[Supplied records Boundary: Start]

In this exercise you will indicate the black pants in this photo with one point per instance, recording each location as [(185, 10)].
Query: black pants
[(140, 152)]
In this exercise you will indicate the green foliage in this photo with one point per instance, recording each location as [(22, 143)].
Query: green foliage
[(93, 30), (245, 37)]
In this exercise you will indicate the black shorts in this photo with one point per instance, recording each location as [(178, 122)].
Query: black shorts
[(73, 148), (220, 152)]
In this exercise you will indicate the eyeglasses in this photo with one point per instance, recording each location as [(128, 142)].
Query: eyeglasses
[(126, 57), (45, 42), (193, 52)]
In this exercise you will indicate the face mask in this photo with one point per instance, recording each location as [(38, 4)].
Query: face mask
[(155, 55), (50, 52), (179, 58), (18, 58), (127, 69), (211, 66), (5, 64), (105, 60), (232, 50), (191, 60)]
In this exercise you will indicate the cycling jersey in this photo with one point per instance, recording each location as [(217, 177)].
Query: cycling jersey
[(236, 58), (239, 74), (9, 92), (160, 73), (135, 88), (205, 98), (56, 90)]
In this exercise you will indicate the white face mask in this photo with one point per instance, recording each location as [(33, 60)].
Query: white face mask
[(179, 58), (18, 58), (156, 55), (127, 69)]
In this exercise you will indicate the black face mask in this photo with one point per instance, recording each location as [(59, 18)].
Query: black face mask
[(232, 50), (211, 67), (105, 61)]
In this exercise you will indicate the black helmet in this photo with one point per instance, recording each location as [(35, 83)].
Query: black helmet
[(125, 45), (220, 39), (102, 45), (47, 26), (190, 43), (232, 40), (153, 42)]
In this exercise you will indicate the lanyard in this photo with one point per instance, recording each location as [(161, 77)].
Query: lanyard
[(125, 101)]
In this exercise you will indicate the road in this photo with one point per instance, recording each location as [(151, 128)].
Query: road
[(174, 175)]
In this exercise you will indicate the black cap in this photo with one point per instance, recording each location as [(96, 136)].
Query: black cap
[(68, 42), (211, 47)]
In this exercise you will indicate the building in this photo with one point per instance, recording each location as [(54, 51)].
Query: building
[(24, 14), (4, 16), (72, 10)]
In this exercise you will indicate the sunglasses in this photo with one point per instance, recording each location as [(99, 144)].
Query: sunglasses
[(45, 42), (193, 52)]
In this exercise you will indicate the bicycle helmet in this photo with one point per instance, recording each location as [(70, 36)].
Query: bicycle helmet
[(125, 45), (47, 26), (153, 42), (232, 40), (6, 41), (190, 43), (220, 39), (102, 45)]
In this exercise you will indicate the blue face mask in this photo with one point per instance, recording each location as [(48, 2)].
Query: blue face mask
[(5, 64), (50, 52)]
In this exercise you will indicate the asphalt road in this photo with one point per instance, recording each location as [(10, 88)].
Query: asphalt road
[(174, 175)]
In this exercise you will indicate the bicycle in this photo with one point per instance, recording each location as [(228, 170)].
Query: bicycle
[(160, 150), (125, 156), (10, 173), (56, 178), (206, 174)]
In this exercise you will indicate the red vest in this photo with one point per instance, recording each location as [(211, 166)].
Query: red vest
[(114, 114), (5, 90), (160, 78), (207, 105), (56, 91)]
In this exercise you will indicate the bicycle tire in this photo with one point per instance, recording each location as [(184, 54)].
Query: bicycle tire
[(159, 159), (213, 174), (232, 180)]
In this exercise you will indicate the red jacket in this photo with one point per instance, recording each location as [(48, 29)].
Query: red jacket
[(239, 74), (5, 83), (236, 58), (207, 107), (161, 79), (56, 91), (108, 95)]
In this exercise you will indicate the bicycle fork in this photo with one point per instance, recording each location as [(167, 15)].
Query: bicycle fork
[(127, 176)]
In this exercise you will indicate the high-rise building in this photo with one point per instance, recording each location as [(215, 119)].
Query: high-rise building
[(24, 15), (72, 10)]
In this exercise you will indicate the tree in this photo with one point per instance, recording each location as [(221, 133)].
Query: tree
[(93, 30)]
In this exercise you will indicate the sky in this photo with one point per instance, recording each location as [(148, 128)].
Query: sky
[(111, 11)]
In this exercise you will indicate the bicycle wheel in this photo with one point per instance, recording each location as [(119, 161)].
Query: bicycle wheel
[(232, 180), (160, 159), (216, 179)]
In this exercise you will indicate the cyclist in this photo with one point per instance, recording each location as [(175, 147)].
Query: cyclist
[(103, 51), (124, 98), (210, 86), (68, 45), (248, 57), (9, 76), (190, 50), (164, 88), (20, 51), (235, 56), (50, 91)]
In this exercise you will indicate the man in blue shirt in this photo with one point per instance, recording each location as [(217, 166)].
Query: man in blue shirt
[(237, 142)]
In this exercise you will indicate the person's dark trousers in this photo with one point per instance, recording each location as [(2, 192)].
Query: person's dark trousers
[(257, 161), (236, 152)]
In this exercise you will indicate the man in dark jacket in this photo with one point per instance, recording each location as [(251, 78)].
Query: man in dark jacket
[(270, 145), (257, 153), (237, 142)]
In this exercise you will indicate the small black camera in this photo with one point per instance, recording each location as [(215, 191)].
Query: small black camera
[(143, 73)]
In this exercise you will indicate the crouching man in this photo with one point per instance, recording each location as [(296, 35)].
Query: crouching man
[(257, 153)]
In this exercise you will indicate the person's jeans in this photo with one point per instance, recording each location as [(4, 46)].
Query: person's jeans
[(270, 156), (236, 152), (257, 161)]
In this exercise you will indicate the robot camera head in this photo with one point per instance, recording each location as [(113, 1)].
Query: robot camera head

[Supplied records Boundary: End]

→ **Work request**
Go through the records and print each one exactly.

→ **Solution to the problem**
In this exercise you will indicate the black pants in this photo with one point per instance, recording each location as [(185, 10)].
Query: black pants
[(140, 152)]
In this exercise you will indicate the green foliage in this photo with one point per instance, recording each location as [(22, 143)].
Query: green foliage
[(93, 30), (245, 37)]
In this exercise you will indicate the black shorts in this photo with one point per instance, recording each location as [(178, 122)].
Query: black shorts
[(73, 148), (220, 152)]
In this exercise you will indicate the eyeglasses in this photo with one point per instance, recording each location as [(128, 142)].
Query: eyeglasses
[(126, 57), (45, 42), (193, 52)]
In this exercise you will indicate the face mask in this photo with one point per instance, recording each location as [(38, 4)].
Query: face mask
[(155, 55), (50, 52), (179, 58), (18, 58), (127, 69), (211, 66), (5, 64), (105, 60), (232, 50), (191, 60)]
In this exercise you will indicate the cycling jersey in this photo with one point per instance, recording each location as [(217, 177)].
Query: cycling jersey
[(236, 58), (239, 74), (9, 92), (160, 73), (135, 88), (205, 98), (56, 90)]
In this exercise you will indicate the white face mask in this photo with one point per instance, recording each location as [(33, 60)].
Query: white face mask
[(179, 58), (18, 58), (156, 55), (127, 69)]
In this exercise you will indicate the black face mask in this photo with one point per instance, recording each location as [(59, 18)].
Query: black face mask
[(232, 50), (211, 67), (105, 61)]
In this exercise you will indicate the black helmet in this photo with one point per instance, recording each location as [(35, 83)].
Query: black helmet
[(125, 45), (220, 39), (102, 45), (47, 26), (190, 43), (232, 40), (153, 42)]
In this exercise you will indicate the lanyard in this photo with one point per instance, recording each location as [(161, 77)].
Query: lanyard
[(125, 101)]
In this exercise you will indicate the road in this photo with one point per instance, recording each location as [(151, 128)].
Query: road
[(174, 175)]
In this exercise you will indicate the black cap in this photo with one point per instance, recording each location as [(96, 136)].
Query: black cap
[(68, 42), (211, 47)]
In this exercise you will indicate the building in this photo with one point per instance, recording each location as [(54, 51)].
Query: building
[(24, 14), (4, 16), (72, 10)]
In this exercise you will indicate the sunglasses in this photo with one point per instance, recording each location as [(99, 144)].
Query: sunglasses
[(45, 42), (193, 52)]
In this exercise you will indicate the bicycle helmet in this photo with one point per instance, recording each location as [(70, 36)].
Query: bicycle helmet
[(125, 45), (47, 26), (153, 42), (232, 40), (6, 41), (190, 43), (220, 39), (102, 45)]
In this exercise you will indicate the blue face mask in this photo with one point per instance, recording each location as [(48, 2)].
Query: blue face mask
[(5, 64), (50, 52)]
In this exercise you will indicate the asphalt road in this photo with one point per instance, recording each location as [(10, 88)].
Query: asphalt road
[(174, 175)]
In this exercise you will indicate the bicycle in this photo with one point per instance, recording each location as [(228, 170)].
Query: bicycle
[(160, 150), (125, 156), (10, 173), (56, 178), (206, 174)]
In this exercise you will indicate the red vest in this photo with one point per instance, recording each location as [(211, 166)].
Query: red vest
[(114, 114), (5, 90), (160, 78), (207, 105), (56, 91)]
In this exercise you will indicate the bicycle tire in this photo with one point per instance, recording each location as [(184, 54)].
Query: bicycle tire
[(159, 159), (213, 174), (232, 180)]
In this exercise you will indicate the red jacket in this photo with one point per instance, recording each location as [(48, 29)].
Query: red jacket
[(239, 74), (5, 83), (236, 58), (207, 107), (161, 79), (56, 91), (108, 95)]
In this exercise you will indicate the bicycle fork in this photo with one point per instance, recording each location as [(167, 15)].
Query: bicycle fork
[(127, 176)]
In this exercise you will indicate the high-rise building in this photo with one point per instance, recording each location as [(215, 119)].
Query: high-rise building
[(24, 15), (72, 10)]
In this exercise you will indicate the tree in this photo with one point per instance, recording each location as [(221, 133)].
Query: tree
[(93, 30)]
In this exercise you will indicate the sky in this photo with one point per instance, recording each location as [(148, 128)].
Query: sky
[(111, 11)]
In this exercise you will indicate the bicycle wheel in this photo with one point per instance, recording each location as [(119, 161)].
Query: bicycle wheel
[(232, 180), (160, 159), (216, 179)]
In this exercise you will indicate the cyclist in this photo with one point per instance, recording each location as [(175, 147)].
Query: cyclist
[(103, 51), (124, 98), (210, 86), (68, 45), (248, 57), (9, 76), (190, 50), (164, 88), (20, 51), (235, 56), (50, 91)]
In this exercise you will indicate the man in blue shirt in this photo with one point per instance, recording each location as [(217, 166)].
Query: man in blue shirt
[(237, 142)]
In this exercise you will indicate the person's dark trousers in this photo with one point per instance, recording each location as [(2, 192)].
Query: person's dark trousers
[(257, 161), (236, 152)]
In this exercise you will indicate the man in dark jacket in this photo with one point per instance, recording each location as [(251, 78)].
Query: man in dark jacket
[(270, 145), (257, 153), (237, 142)]
In this exercise you will indicate the small black camera in this photo with one point per instance, recording each location as [(215, 191)].
Query: small black camera
[(143, 73)]
In this exercise you will indicate the crouching man in this photo with one point per instance, recording each location as [(296, 35)].
Query: crouching man
[(257, 153)]
In this exercise you will indicate the person's jeans in this photo with one point per instance, recording each location as [(4, 46)].
Query: person's jeans
[(270, 156), (236, 152), (257, 161)]
In this exercise you will indicate the robot camera head in this photo with one point per instance, recording each location as [(113, 1)].
Query: robot camera head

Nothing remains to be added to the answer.